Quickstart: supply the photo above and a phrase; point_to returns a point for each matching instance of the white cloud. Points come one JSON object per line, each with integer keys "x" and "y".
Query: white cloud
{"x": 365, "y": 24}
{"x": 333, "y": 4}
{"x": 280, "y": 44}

● Task description:
Nothing but an exact repetition of the entries is expected here.

● Answer for the task:
Quickstart: supply the photo above and a phrase; point_to returns a point for each matching instance of the white cloud. Points come one JSON object per line, each with integer keys "x" and "y".
Query: white cloud
{"x": 365, "y": 24}
{"x": 333, "y": 4}
{"x": 280, "y": 44}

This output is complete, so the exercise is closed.